** BEGIN Given records **
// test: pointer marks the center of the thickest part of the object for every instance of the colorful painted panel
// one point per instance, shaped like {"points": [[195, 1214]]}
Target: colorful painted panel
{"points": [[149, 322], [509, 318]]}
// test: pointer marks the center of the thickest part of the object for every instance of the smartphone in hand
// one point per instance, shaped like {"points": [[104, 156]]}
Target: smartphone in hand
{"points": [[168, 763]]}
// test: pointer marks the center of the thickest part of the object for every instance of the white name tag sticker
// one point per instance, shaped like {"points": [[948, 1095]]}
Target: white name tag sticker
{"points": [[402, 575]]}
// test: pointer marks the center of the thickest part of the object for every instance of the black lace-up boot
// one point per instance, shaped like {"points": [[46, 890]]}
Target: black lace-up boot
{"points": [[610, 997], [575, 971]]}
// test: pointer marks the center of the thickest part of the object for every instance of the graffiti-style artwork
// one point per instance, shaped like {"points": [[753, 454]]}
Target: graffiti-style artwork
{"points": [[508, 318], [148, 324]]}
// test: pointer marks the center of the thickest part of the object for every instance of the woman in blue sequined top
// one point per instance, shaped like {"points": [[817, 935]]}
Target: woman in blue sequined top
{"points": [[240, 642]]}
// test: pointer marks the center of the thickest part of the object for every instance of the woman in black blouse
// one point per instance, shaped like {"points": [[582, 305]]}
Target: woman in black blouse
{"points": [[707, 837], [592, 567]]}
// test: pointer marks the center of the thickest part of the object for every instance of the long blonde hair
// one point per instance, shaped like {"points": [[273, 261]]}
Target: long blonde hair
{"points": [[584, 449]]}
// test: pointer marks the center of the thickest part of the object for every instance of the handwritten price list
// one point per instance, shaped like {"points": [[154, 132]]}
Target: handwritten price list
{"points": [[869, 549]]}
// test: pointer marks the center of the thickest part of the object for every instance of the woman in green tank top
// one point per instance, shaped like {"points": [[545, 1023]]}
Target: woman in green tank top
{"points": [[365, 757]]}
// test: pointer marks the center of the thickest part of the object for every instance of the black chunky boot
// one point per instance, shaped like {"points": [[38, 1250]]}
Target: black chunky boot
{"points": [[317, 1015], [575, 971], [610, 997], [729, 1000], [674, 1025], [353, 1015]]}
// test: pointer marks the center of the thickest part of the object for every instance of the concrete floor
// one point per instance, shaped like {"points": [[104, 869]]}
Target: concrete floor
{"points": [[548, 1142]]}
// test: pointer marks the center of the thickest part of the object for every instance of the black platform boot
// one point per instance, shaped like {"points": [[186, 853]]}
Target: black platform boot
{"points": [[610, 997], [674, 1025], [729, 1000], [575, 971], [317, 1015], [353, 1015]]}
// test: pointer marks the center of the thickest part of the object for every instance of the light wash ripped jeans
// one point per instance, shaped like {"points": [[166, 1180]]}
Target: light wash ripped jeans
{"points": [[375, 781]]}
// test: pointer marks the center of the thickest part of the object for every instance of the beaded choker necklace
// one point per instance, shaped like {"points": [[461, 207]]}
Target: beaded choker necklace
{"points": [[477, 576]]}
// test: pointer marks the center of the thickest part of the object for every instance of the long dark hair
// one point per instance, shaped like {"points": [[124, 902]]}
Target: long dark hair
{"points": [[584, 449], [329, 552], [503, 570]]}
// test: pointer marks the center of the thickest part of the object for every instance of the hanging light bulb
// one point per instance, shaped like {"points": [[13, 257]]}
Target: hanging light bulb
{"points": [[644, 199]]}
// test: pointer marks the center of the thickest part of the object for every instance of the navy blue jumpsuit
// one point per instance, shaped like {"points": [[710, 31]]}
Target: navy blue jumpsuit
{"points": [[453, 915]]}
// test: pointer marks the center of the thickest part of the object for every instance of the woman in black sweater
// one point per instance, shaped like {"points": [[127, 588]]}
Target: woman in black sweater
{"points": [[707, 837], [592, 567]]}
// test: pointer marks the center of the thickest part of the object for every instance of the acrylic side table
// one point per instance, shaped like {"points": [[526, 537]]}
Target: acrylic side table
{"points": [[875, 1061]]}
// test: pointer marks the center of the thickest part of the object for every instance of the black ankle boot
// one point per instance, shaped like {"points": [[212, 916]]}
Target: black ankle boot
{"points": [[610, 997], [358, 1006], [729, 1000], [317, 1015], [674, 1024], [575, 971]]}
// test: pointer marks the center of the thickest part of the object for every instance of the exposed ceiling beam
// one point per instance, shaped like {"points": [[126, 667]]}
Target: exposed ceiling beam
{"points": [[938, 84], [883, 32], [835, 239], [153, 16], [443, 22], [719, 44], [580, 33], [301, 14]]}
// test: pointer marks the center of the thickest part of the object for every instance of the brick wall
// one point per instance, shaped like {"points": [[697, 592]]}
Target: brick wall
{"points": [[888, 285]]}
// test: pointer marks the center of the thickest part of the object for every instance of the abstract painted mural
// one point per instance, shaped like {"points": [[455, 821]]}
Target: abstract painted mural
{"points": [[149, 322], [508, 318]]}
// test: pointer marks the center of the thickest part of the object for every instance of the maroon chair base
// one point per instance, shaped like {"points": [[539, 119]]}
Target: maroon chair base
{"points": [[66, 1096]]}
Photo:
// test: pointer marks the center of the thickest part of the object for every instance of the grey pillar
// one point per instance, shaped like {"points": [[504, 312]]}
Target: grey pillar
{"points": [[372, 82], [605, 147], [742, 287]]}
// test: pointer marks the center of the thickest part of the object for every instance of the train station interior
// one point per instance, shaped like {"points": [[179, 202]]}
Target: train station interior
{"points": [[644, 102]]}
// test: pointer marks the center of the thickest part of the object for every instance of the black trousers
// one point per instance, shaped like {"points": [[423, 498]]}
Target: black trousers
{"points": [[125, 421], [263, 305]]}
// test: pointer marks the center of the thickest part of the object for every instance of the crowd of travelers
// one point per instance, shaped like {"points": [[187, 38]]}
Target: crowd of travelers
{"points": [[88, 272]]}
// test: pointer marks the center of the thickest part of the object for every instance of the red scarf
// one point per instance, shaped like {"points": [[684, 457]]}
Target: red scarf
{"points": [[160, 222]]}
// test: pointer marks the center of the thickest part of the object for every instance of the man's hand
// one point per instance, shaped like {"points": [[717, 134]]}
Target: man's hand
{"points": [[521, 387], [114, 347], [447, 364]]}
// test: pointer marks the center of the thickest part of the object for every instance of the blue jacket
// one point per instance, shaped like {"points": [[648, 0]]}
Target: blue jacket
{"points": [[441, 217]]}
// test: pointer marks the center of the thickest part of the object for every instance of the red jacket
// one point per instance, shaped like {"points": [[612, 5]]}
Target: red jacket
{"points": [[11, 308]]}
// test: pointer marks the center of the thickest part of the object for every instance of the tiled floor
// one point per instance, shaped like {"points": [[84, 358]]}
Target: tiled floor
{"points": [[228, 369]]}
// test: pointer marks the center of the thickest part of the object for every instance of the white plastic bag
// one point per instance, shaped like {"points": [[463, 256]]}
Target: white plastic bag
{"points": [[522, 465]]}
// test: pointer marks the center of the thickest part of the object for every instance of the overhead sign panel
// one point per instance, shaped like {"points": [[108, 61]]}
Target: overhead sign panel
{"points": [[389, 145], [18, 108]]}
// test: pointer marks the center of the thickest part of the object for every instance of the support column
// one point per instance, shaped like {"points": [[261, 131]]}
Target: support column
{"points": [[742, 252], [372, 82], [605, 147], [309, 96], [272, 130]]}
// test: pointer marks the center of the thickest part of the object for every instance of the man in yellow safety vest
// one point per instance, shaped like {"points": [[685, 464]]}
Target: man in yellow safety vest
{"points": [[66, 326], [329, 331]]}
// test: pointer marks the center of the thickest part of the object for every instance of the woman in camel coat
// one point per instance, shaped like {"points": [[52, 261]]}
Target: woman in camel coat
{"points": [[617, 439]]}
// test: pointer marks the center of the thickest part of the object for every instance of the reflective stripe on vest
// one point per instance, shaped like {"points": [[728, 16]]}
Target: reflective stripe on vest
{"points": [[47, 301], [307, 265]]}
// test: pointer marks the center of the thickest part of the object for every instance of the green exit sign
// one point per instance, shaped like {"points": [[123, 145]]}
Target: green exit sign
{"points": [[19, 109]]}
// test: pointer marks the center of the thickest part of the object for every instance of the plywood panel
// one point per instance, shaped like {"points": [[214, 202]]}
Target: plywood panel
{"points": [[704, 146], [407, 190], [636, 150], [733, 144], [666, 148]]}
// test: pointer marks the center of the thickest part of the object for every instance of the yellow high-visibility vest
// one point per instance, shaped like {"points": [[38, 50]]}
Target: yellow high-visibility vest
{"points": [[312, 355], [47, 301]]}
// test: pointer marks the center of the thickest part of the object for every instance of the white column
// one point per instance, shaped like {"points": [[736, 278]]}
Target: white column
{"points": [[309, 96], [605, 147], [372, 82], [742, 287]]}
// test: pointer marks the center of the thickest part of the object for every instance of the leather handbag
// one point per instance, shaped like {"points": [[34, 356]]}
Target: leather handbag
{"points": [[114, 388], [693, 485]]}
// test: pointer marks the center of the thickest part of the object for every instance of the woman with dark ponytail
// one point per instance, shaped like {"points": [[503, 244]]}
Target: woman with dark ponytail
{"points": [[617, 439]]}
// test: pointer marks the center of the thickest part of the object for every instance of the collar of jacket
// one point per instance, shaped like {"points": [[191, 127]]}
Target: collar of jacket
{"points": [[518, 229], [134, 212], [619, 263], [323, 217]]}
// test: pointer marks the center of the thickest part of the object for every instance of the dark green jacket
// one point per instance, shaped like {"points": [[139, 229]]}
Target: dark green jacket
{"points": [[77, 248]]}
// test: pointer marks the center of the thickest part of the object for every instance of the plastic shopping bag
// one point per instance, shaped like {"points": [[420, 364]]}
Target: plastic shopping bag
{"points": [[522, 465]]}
** END Given records **
Please retype every line unchanged, from the line containing "the dark green jacket" through the end of the records.

// test: pointer marks the center of the thickest part of the object for every instance of the dark green jacket
// one point per instance, shaped like {"points": [[139, 229]]}
Target: dark green jacket
{"points": [[77, 248]]}
// test: pointer marks the center of the thickest part of the object for every instance of the plastic shopping bag
// one point per instance, shaped like {"points": [[420, 364]]}
Target: plastic shopping bag
{"points": [[522, 465]]}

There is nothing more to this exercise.